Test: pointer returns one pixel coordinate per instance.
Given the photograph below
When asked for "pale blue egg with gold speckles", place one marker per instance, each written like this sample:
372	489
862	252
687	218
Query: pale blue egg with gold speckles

### Problem requirements
Present the lines above as a numbered list, leaving out any blank lines.

### Task response
1. Test: pointer returns one pixel coordinate per instance.
2. Given the photograph below
3. When asked for "pale blue egg with gold speckles", place one marker per instance, each written like this sample:
4. 372	489
5. 862	252
6. 687	218
7. Query: pale blue egg with gold speckles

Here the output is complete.